* **Task directions**:
Give all of the lines again, with nothing added or dropped.

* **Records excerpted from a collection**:
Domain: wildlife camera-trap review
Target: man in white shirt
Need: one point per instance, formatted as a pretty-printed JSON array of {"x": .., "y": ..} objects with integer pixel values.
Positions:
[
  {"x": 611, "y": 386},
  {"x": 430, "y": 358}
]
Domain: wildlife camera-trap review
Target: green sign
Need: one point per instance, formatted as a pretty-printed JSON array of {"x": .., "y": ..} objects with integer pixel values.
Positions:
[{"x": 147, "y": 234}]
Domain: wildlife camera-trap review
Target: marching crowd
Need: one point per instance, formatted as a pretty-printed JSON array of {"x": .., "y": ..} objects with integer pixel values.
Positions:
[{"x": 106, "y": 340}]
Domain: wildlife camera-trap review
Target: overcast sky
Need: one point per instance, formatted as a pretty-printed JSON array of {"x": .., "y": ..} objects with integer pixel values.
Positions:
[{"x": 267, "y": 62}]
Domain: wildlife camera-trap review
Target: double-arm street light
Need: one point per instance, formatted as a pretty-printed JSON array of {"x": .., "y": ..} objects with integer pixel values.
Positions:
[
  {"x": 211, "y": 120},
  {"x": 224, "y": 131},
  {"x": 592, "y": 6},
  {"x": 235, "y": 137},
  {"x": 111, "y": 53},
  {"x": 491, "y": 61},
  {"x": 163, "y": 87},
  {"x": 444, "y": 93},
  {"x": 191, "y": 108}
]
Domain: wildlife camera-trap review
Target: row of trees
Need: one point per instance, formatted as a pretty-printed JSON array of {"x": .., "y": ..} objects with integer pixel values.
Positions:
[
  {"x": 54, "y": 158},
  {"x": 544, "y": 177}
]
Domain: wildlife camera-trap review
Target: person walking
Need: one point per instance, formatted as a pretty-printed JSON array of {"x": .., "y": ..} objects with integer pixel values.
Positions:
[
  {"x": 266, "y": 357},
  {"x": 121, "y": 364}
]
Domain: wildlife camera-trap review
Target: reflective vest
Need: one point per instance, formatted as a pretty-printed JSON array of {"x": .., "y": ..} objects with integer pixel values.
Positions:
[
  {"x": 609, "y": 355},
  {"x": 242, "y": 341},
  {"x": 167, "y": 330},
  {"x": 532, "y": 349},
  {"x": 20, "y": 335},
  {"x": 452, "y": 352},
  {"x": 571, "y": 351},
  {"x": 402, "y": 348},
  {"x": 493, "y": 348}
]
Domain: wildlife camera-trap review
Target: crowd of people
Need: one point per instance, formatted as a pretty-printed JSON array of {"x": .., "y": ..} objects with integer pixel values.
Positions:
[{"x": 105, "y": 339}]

* **The solution**:
Domain: wildlife camera-trap review
Target: man in white shirt
Need: one point per instance, formatted as a pretty-printed JSON array of {"x": .., "y": ..} objects with integer pixel values.
Positions:
[
  {"x": 611, "y": 386},
  {"x": 430, "y": 358}
]
Domain: wildlife camera-trap review
Target: green sign
Need: one point per instance, formatted as a pretty-printed JSON array of {"x": .., "y": ..} objects with integer pixel values.
Positions:
[{"x": 147, "y": 234}]
Domain: wildlife camera-trap review
Target: marching crowd
Need: one point per instance, formatted as a pretty-printed JSON array of {"x": .., "y": ..} objects with integer pixel values.
Positions:
[{"x": 106, "y": 340}]
Domain: wildlife camera-trap review
Target: overcast sky
Need: one point per instance, formatted as a pretty-printed JSON array of {"x": .., "y": ..} objects with integer pixel values.
Positions:
[{"x": 267, "y": 62}]
Domain: wildlife camera-trap review
Target: double-arm street light
Need: one point per instance, formatted as a pretty-printed JSON array of {"x": .., "y": ..} objects with integer pixel values.
Positions:
[
  {"x": 211, "y": 120},
  {"x": 224, "y": 131},
  {"x": 592, "y": 6},
  {"x": 235, "y": 137},
  {"x": 111, "y": 53},
  {"x": 491, "y": 61},
  {"x": 163, "y": 87},
  {"x": 444, "y": 93},
  {"x": 191, "y": 108}
]
Domain: wildlife camera-trap review
Target: row of trees
Need: one point per instance, formatted as a pretty-printed JSON array of {"x": .., "y": ..} objects with integer pixel values.
Positions:
[
  {"x": 54, "y": 158},
  {"x": 544, "y": 177}
]
Domain: wildlife camera-trap review
Target: person walking
Need: one point per instance, formatted as a pretty-printed JSON array of {"x": .., "y": ..} objects with integer pixel values.
Positions:
[
  {"x": 266, "y": 357},
  {"x": 121, "y": 364}
]
Domain: wildlife camera-trap review
Target: reflective vest
Need: one point per instance, formatted as a pretty-printed JSON array of {"x": .., "y": ..} objects with integer pixel values.
Positions:
[
  {"x": 609, "y": 355},
  {"x": 242, "y": 341},
  {"x": 167, "y": 330},
  {"x": 532, "y": 349},
  {"x": 20, "y": 335},
  {"x": 452, "y": 352},
  {"x": 571, "y": 351},
  {"x": 402, "y": 348},
  {"x": 493, "y": 348}
]
Domain: wildlife camera-trap review
Target: crowd of people
Need: one point per instance, formatted as a pretty-printed JSON array of {"x": .., "y": ..} objects with integer pixel values.
Positions:
[{"x": 105, "y": 339}]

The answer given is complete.